**SELECTED EXCERPT**
*** Begin section ***
Funding for the Methods Network ended March 31st 2008. The website will be preserved in its current state.

Historical Text Mining Workshop Report


This workshop was held on 21 and 22 July 2006 in the Infolab21 building at Lancaster University. It was organised and chaired by Paul Rayson (Lancaster University) and Dawn Archer (University of Central Lancashire).

The workshop was a cross-disciplinary forum designed to encourage discussion across a number of different academic communities. Participants’ research interests were based in English language and literature, linguistics, and computer science.

Participants were mostly from UK Higher Education institutions and represented a range of experience, from postgraduate students to professors. Representatives from international universities, electronic publishing and a national library also took part.

Content of the workshop

The two-day programme comprised research presentations, discussion groups, tutorials and software demonstrations.
*** End section ***
**EXERCISE OBJECTIVE**
Can you quote the workshop report word for word, beginning with "Funding for the" and stopping after "and computer science."?

**DATA UNDER STUDY**
*** Begin section ***
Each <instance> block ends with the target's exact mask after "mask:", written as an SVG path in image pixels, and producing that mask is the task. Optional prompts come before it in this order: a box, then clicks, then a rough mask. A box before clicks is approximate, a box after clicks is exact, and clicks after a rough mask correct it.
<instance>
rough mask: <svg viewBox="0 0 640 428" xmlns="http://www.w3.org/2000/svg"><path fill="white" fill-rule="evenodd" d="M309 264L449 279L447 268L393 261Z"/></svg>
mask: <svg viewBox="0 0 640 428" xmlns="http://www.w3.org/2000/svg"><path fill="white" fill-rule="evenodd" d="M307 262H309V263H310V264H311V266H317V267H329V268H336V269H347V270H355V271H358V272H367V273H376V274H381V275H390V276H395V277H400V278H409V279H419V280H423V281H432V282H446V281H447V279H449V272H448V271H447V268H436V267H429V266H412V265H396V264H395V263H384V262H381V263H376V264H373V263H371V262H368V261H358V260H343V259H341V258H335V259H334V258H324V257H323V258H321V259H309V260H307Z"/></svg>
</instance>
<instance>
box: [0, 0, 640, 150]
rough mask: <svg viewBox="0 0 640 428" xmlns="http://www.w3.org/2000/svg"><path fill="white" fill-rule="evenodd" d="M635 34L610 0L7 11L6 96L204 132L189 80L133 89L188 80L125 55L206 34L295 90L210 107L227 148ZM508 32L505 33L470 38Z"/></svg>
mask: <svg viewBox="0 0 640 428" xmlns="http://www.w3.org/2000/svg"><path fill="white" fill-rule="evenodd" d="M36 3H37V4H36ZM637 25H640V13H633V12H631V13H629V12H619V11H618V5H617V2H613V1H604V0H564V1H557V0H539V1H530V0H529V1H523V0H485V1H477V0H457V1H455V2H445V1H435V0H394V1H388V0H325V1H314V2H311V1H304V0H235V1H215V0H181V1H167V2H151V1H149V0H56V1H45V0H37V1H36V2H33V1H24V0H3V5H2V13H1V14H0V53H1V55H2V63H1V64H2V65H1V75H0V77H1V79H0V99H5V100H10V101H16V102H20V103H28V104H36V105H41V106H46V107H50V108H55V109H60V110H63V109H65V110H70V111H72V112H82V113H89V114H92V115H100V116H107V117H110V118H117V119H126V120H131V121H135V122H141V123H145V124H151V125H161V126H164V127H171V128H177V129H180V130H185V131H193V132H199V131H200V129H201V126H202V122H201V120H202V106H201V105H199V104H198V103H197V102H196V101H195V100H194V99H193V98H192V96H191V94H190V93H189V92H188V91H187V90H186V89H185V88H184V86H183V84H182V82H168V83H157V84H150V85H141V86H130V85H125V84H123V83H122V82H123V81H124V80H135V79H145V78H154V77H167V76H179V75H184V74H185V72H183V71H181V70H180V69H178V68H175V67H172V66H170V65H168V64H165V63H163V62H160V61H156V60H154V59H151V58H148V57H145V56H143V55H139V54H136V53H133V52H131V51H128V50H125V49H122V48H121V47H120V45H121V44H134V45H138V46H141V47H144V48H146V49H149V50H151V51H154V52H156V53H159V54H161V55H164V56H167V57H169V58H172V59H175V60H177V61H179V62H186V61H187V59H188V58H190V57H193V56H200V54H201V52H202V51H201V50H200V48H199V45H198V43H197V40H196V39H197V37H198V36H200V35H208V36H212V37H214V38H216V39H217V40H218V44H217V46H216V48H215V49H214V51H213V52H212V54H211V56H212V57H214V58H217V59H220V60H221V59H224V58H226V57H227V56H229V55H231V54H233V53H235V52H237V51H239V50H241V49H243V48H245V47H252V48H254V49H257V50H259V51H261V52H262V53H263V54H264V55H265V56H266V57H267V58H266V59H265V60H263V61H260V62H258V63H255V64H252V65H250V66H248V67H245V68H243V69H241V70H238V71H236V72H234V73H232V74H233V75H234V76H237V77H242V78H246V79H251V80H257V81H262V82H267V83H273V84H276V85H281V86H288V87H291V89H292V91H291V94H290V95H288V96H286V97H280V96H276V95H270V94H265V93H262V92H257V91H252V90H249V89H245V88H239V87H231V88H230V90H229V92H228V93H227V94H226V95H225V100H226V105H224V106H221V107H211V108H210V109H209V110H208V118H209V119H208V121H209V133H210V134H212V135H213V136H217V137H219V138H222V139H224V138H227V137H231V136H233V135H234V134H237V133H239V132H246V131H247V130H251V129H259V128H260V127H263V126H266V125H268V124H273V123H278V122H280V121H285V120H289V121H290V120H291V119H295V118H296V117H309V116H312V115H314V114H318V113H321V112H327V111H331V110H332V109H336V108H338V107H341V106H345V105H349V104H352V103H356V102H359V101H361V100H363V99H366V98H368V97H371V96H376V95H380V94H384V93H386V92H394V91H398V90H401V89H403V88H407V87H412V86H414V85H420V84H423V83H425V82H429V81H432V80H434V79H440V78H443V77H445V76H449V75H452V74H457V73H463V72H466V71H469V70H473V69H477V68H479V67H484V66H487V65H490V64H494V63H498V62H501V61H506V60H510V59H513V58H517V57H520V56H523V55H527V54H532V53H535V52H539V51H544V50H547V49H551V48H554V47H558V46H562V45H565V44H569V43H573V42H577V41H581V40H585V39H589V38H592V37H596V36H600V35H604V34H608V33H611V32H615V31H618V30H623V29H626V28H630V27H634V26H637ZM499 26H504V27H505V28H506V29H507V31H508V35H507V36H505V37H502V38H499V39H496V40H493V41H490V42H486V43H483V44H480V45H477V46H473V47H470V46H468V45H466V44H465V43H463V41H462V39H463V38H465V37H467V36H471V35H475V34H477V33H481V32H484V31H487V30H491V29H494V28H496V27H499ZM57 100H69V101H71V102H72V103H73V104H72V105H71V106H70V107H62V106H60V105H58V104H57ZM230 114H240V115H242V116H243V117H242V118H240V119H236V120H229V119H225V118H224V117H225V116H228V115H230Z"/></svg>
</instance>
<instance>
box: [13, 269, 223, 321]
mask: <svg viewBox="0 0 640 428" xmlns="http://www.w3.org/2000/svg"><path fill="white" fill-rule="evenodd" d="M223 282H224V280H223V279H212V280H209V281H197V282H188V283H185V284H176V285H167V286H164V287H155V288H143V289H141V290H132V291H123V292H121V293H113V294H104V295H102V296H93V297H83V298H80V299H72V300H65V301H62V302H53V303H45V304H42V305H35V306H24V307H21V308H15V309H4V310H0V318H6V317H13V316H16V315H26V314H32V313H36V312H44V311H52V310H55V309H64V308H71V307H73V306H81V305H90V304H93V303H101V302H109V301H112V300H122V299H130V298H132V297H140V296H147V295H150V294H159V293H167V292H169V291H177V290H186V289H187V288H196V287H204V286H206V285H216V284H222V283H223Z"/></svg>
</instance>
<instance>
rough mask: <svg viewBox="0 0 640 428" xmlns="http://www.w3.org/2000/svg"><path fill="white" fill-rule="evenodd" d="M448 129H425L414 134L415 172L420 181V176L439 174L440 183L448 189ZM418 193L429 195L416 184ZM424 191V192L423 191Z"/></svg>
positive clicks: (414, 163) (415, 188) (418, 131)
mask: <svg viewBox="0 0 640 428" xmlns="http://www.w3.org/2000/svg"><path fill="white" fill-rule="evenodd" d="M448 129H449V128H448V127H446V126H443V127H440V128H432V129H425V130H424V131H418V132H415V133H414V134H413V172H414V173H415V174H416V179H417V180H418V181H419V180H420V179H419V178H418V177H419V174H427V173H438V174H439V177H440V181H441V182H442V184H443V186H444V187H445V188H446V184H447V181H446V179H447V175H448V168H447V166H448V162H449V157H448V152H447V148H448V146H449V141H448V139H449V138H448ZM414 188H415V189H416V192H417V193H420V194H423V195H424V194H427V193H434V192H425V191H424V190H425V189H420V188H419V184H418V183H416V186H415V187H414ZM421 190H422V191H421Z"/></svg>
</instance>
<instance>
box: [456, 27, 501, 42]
*** End section ***
*** Begin section ***
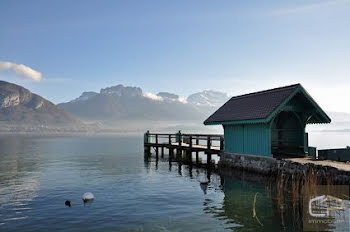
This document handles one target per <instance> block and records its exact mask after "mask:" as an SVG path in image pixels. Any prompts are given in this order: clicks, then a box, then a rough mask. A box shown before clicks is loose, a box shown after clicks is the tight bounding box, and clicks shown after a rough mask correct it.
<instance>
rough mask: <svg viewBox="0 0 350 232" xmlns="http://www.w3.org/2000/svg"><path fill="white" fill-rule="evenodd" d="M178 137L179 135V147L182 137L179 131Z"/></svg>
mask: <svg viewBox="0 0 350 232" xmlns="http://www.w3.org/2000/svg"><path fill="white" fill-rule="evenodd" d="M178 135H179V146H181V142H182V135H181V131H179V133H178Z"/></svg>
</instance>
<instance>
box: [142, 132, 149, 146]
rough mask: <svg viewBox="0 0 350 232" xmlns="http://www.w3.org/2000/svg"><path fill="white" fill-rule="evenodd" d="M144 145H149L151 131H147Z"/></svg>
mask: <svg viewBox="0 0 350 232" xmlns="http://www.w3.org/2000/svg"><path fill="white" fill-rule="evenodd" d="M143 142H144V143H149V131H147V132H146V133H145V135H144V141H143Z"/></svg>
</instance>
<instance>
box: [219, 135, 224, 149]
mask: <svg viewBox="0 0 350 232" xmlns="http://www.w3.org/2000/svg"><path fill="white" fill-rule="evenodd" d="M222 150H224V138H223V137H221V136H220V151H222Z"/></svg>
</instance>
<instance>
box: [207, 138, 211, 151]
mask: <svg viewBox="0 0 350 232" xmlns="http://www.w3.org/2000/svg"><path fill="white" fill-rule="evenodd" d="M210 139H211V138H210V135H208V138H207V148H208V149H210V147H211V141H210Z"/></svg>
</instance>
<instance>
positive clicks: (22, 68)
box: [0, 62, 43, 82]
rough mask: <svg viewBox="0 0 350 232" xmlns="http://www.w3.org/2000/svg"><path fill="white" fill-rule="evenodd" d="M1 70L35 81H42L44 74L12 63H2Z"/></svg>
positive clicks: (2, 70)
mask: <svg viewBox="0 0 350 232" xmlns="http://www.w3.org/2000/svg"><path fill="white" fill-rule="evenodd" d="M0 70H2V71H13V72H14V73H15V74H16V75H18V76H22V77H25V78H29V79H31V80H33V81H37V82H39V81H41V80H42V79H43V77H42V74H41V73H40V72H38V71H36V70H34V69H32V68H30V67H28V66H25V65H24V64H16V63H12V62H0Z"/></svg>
*** End section ***
**TASK RESULT**
Funding for the Methods Network ended March 31st 2008. The website will be preserved in its current state.

Historical Text Mining Workshop Report


This workshop was held on 21 and 22 July 2006 in the Infolab21 building at Lancaster University. It was organised and chaired by Paul Rayson (Lancaster University) and Dawn Archer (University of Central Lancashire).

The workshop was a cross-disciplinary forum designed to encourage discussion across a number of different academic communities. Participants’ research interests were based in English language and literature, linguistics, and computer science.